Reading text:
•••••

I have no idea where I'm going to but this big thing, probably hang it from the ceiling somewhere.


----------



## Milton Fox Racing

:thumbsup:


----------



## John P

Yipes! I wouldn't have the patience for that.


----------



## fluke

Same here way too much work LOL

Hats off to you Sir....Cant wait to see more :thumbsup:


----------



## MartyS

I'm quite certain this model will break all my previous records for number of swear words used....

Got the bottom wing build except for little details like the black string wrapped around the 4 areas needed, those take about 10 minutes each, this thing really is going to take forever.


----------



## MartyS

Putting the engine together and as if working with tiny wood and string was bad enough, this britannia metal is a new form of torture...

The photo etch brass parts are nice, but all the stuff made from britannia metal has bad flashing and most of it needs to be bent back into proper shape. The only glue I'd trust to hold all these tiny parts together is epoxy, and you can only do a few parts at a time so that means lots of tiny batches of epoxy need to be mixed.

Is tin cheaper to cast than styrene? It would be so much nicer to be working with styrene, or even resin. It's not like the silver metal color is needed, it's all getting painted black...


----------



## Zombie_61

MartyS said:


> ...It would be so much nicer to be working with styrene, or even resin...












:grin2:


----------



## MartyS

LOL I've built a few of those Revell kits over the years, one of them I even did all the rigging that the kit doesn't mention.

Might have the engine finished and painted tomorrow. The level of detail is great, including the ignition camshaft and the spring sheets that go between the camshaft and the combustion chambers.


----------



## MartyS

Engine is done and painted black. Looks pretty close to the one on display at the Smithsonian.









Engine 1









Engine 2









Engine 3









Engine 4


----------



## MartyS

Got the engine mounted on the wing and now can position the magneto struts and glue them in place.









Engine mounted and magneto supports installed.

Building this I was thinking if one of those combustion chambers failed the shrapnel would fly right into the pilot's side....

•••••

Directive 1: Repeat the passage of the model-building thread that begins at the words "Might have the" and stops after the words "at the Smithsonian.".

•••••

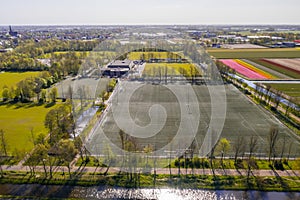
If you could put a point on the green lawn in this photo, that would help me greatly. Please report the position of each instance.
(290, 89)
(186, 69)
(12, 78)
(153, 54)
(17, 121)
(254, 53)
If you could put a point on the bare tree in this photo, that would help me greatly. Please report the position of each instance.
(238, 147)
(223, 146)
(277, 98)
(252, 147)
(3, 142)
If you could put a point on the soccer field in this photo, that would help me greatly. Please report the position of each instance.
(243, 118)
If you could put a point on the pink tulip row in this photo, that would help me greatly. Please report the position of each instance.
(242, 70)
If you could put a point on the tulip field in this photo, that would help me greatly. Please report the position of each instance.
(265, 69)
(247, 69)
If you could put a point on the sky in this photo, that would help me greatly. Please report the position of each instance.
(105, 12)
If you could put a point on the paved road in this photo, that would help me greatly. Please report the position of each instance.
(183, 171)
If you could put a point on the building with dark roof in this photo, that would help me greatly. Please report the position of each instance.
(117, 68)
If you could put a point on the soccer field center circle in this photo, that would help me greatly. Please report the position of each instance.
(110, 152)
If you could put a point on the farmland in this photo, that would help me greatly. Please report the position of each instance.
(153, 69)
(149, 55)
(10, 79)
(243, 118)
(245, 69)
(283, 70)
(17, 121)
(254, 53)
(290, 64)
(292, 90)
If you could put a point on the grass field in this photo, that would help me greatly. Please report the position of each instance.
(10, 79)
(290, 89)
(152, 54)
(186, 69)
(17, 120)
(243, 119)
(254, 53)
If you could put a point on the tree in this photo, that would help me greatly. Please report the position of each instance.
(272, 139)
(3, 142)
(37, 88)
(223, 146)
(53, 94)
(277, 98)
(67, 151)
(5, 94)
(252, 147)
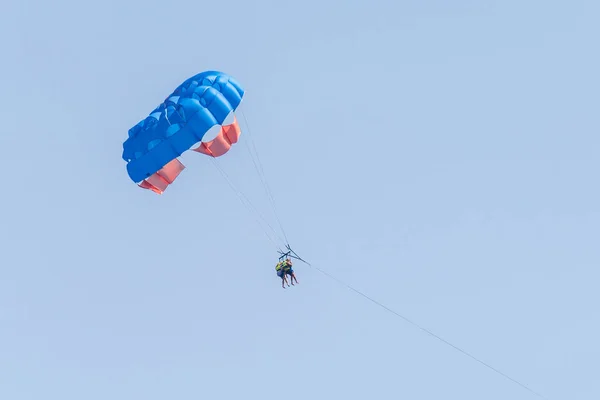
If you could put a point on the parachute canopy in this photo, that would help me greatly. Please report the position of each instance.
(155, 143)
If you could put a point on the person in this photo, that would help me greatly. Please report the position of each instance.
(281, 273)
(287, 268)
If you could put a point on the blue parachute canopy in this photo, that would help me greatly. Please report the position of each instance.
(181, 121)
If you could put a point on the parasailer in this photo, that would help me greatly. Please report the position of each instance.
(179, 123)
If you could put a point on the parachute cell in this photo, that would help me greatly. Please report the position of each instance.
(177, 124)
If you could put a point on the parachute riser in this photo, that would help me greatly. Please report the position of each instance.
(290, 253)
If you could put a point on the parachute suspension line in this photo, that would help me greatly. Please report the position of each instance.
(261, 173)
(249, 206)
(420, 327)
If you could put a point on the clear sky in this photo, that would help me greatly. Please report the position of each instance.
(439, 156)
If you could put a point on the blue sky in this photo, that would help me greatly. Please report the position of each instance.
(441, 157)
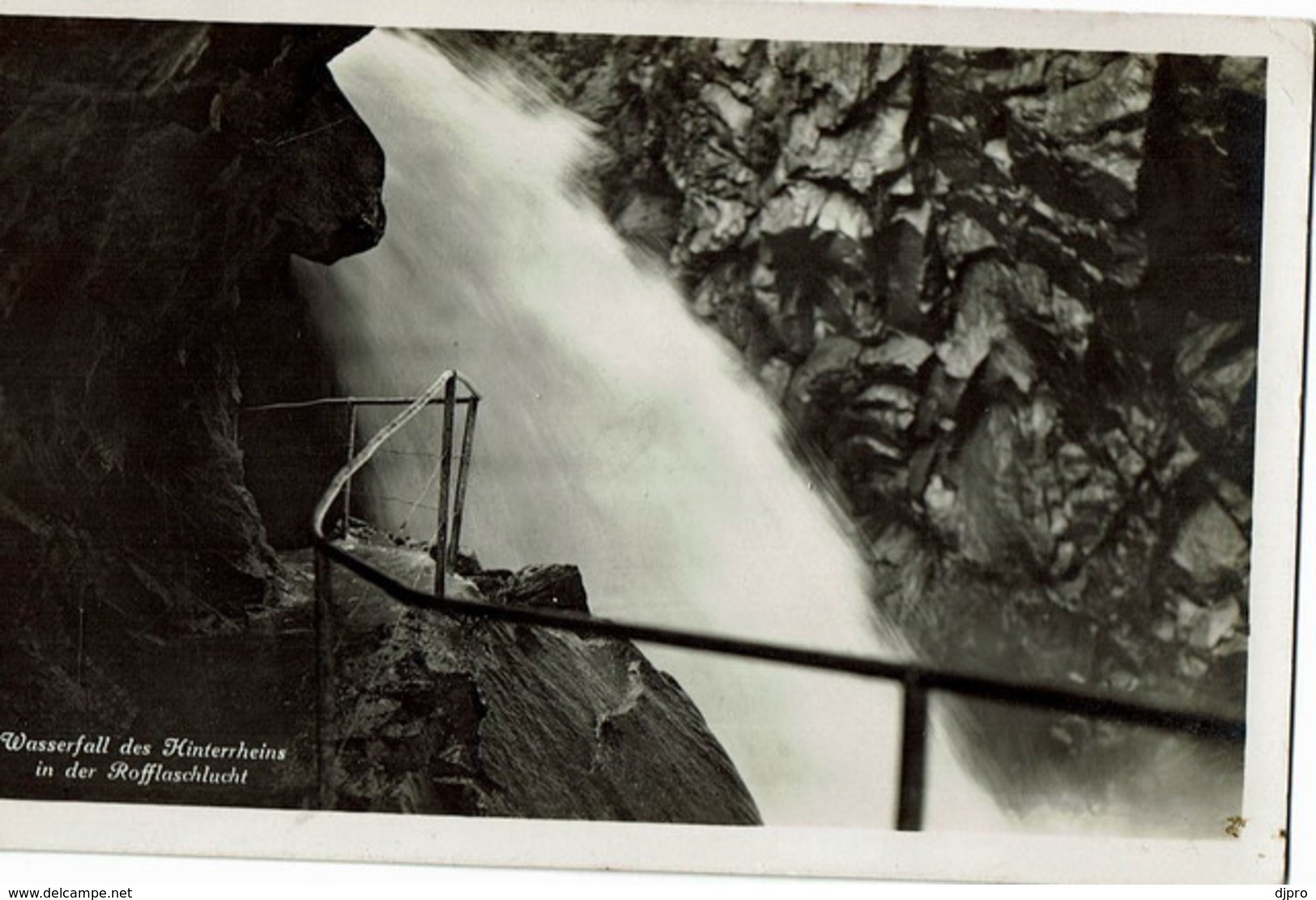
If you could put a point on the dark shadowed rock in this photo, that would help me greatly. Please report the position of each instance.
(486, 719)
(164, 168)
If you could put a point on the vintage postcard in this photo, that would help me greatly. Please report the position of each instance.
(675, 436)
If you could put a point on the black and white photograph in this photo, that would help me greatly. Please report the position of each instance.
(673, 436)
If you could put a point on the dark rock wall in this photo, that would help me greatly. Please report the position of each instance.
(1007, 301)
(151, 170)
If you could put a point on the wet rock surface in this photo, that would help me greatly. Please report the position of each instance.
(486, 719)
(1007, 301)
(160, 171)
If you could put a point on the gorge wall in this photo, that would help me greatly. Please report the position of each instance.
(157, 173)
(1008, 303)
(158, 178)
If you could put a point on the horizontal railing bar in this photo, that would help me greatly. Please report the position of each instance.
(356, 402)
(364, 455)
(911, 676)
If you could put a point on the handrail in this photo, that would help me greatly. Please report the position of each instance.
(918, 680)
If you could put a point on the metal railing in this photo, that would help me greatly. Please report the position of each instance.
(916, 680)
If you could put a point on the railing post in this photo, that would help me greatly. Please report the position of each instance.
(351, 451)
(445, 471)
(914, 746)
(326, 707)
(459, 503)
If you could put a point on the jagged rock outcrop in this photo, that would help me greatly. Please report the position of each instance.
(486, 719)
(154, 170)
(168, 173)
(1007, 301)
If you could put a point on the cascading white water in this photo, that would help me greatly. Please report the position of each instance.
(617, 432)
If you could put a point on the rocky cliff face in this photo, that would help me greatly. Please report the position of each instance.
(155, 171)
(160, 175)
(1007, 301)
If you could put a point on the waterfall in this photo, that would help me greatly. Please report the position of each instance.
(617, 432)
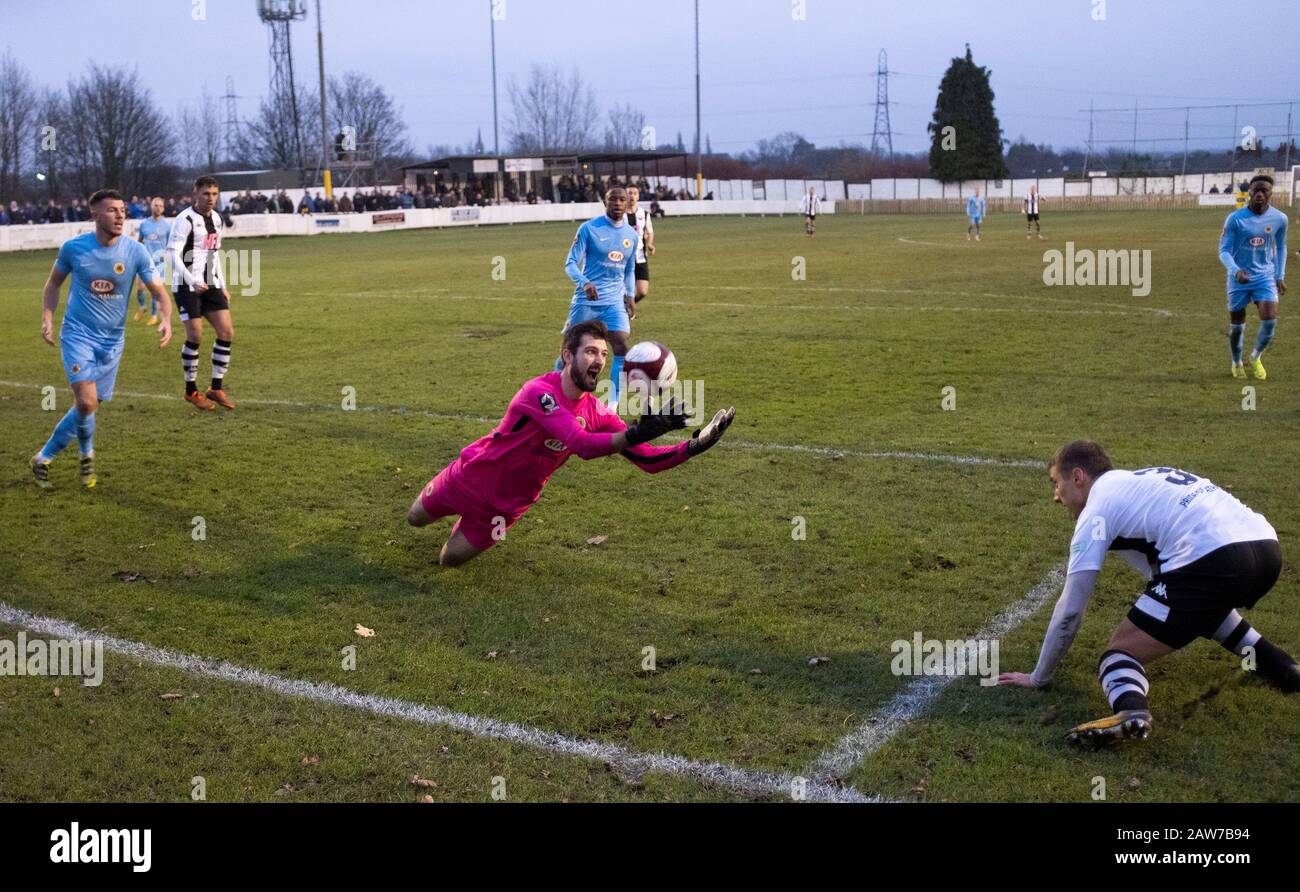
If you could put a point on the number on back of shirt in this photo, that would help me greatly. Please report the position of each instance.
(1175, 476)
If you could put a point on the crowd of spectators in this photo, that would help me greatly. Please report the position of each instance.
(442, 193)
(580, 187)
(77, 211)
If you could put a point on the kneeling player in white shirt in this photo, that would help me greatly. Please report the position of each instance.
(1204, 553)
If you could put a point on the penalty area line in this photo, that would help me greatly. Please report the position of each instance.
(628, 762)
(827, 451)
(919, 695)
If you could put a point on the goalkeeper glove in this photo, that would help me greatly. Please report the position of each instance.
(711, 432)
(657, 424)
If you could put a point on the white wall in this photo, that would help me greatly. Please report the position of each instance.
(51, 236)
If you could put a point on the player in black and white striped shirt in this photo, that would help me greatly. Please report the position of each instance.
(809, 206)
(1031, 212)
(638, 219)
(199, 288)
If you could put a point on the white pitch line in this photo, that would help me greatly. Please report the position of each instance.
(1096, 310)
(917, 697)
(828, 451)
(715, 774)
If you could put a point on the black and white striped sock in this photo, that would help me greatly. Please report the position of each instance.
(1274, 663)
(190, 363)
(1123, 680)
(220, 363)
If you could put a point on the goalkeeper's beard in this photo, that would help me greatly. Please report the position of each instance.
(584, 381)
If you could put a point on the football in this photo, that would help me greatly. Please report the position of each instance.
(650, 367)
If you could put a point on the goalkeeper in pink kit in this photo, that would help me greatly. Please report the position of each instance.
(498, 477)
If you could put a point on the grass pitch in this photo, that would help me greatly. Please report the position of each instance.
(303, 506)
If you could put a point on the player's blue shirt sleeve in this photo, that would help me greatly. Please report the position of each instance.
(577, 258)
(1281, 242)
(1227, 245)
(64, 262)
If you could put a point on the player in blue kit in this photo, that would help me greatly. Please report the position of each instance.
(602, 264)
(103, 265)
(154, 236)
(1253, 249)
(974, 213)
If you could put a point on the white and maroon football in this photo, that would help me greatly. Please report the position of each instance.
(650, 366)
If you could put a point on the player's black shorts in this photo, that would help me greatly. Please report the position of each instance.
(1191, 602)
(196, 306)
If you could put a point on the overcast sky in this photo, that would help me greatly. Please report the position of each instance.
(763, 72)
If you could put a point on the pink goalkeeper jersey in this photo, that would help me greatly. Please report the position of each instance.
(507, 470)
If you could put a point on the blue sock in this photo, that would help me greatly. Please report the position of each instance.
(86, 432)
(1235, 338)
(64, 433)
(1265, 336)
(615, 371)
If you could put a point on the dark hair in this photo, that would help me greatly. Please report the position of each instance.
(104, 194)
(593, 327)
(1080, 454)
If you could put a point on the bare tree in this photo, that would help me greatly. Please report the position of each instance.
(268, 139)
(116, 135)
(376, 124)
(47, 152)
(551, 112)
(199, 134)
(17, 122)
(623, 133)
(189, 139)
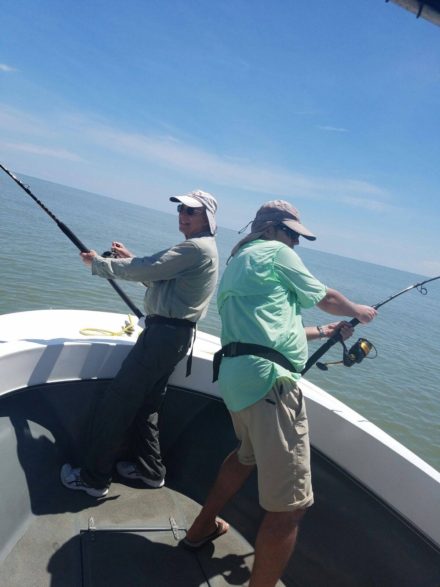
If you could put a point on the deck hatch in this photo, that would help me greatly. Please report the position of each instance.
(137, 557)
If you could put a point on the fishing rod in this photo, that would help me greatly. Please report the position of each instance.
(362, 347)
(76, 241)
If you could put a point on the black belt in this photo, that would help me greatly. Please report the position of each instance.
(237, 349)
(155, 319)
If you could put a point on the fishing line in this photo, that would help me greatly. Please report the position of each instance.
(73, 238)
(354, 322)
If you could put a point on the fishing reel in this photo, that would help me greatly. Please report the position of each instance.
(357, 353)
(111, 254)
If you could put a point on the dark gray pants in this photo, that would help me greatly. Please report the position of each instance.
(129, 408)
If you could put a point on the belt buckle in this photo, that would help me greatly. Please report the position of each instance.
(233, 348)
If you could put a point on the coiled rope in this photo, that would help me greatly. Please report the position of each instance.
(127, 329)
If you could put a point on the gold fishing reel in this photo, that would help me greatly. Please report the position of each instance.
(356, 354)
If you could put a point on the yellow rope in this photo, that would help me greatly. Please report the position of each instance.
(128, 329)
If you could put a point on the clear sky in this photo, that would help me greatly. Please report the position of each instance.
(334, 106)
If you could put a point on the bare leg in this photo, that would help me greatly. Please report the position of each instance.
(274, 546)
(230, 478)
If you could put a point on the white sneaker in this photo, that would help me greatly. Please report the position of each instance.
(71, 479)
(132, 471)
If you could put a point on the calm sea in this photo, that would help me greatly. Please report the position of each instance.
(398, 391)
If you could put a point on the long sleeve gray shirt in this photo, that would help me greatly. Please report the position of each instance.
(180, 281)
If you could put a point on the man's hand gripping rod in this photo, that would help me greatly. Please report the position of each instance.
(76, 241)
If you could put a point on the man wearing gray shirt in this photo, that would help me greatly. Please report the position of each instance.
(180, 282)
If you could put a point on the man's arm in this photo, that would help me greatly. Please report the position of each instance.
(337, 304)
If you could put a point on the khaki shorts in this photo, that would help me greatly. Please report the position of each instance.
(274, 435)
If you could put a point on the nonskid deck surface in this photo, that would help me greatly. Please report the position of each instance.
(130, 538)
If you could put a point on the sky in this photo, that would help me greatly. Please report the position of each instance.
(332, 106)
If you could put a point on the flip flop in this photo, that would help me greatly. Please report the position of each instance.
(221, 528)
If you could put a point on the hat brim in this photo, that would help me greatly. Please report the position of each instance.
(299, 228)
(187, 201)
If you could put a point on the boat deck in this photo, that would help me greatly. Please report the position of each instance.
(53, 537)
(131, 538)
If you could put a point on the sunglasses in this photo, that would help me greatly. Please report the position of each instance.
(290, 233)
(182, 209)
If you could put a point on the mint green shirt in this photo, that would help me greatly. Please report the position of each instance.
(261, 294)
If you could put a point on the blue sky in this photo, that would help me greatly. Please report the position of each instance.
(334, 106)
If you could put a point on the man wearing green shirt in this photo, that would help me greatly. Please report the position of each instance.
(261, 296)
(180, 282)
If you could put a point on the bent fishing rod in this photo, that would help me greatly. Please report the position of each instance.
(362, 347)
(76, 241)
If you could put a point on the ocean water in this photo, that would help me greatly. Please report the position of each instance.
(398, 390)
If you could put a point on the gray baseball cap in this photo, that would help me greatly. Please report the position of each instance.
(200, 199)
(280, 212)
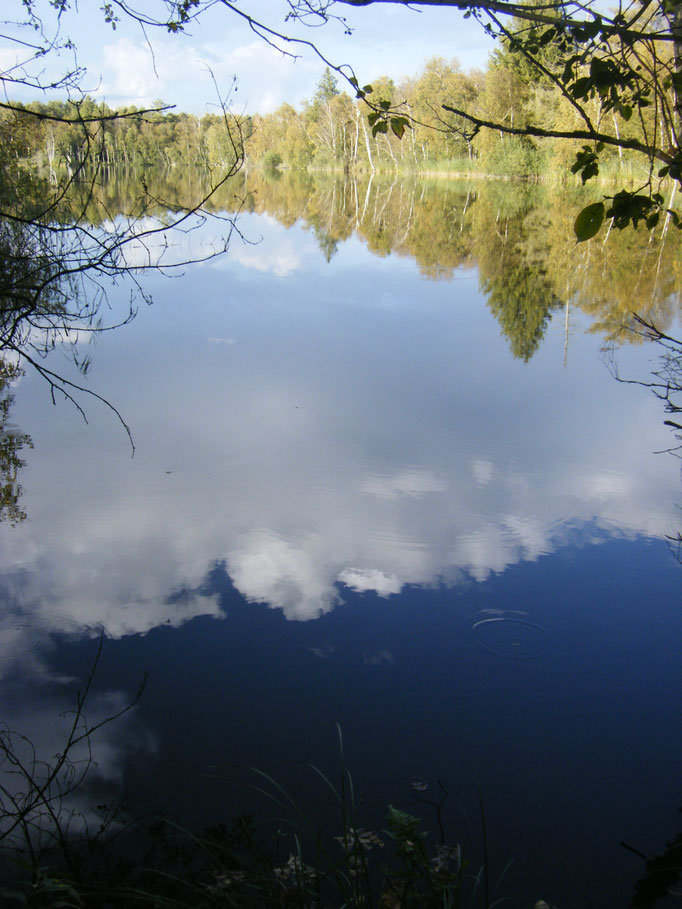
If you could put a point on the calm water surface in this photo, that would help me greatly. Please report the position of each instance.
(349, 503)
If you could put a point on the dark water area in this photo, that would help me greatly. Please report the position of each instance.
(371, 493)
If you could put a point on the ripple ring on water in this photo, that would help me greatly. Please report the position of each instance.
(507, 634)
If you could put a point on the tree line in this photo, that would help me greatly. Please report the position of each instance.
(332, 130)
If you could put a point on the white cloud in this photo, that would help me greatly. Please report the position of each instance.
(414, 483)
(367, 579)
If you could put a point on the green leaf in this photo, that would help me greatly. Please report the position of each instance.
(398, 126)
(589, 221)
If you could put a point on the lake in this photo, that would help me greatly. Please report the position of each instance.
(386, 482)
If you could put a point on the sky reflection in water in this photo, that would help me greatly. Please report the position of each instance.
(352, 441)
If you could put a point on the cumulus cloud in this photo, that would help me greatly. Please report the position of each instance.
(370, 579)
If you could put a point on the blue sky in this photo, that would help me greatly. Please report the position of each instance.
(128, 67)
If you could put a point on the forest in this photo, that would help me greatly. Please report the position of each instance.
(332, 131)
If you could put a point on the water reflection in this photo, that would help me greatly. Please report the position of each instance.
(315, 440)
(349, 442)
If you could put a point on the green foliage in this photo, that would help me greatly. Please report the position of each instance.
(589, 221)
(11, 444)
(272, 159)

•••••

Directive 2: Express the lines of the listing as a Markdown table with the columns Num and Content, leaving out blank lines. Begin at the line that has "If you could put a point on the water reflection" and stop after the last line of the listing.

Full solution 1:
Might have the engine finished and painted tomorrow. The level of detail is great, including the ignition camshaft and the spring sheets that go between the camshaft and the combustion chambers.


----------



## MartyS

Engine is done and painted black. Looks pretty close to the one on display at the Smithsonian.

Full solution 2:
| Num | Content |
|---|---|
| 1 | If you could put a point on the water reflection in this photo, that would help me greatly. Please report the position of each instance. |
| 2 | (315, 440) |
| 3 | (349, 442) |
| 4 | If you could put a point on the green foliage in this photo, that would help me greatly. Please report the position of each instance. |
| 5 | (589, 221) |
| 6 | (11, 444) |
| 7 | (272, 159) |